* **Request**
Change every "batting glove" in these rows to "baseball cap", leaving everything else the same.

(Items listed in a dataset)
——————————

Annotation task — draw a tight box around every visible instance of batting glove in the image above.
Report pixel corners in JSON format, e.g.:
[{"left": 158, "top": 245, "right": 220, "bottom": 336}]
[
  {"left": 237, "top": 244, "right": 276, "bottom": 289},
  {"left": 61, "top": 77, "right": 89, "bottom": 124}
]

——————————

* **Answer in full**
Annotation task — draw a tight box around every visible instance of baseball cap in the image above.
Report pixel corners in JSON format, e.g.:
[{"left": 158, "top": 245, "right": 220, "bottom": 336}]
[
  {"left": 237, "top": 244, "right": 276, "bottom": 289},
  {"left": 61, "top": 77, "right": 89, "bottom": 124}
]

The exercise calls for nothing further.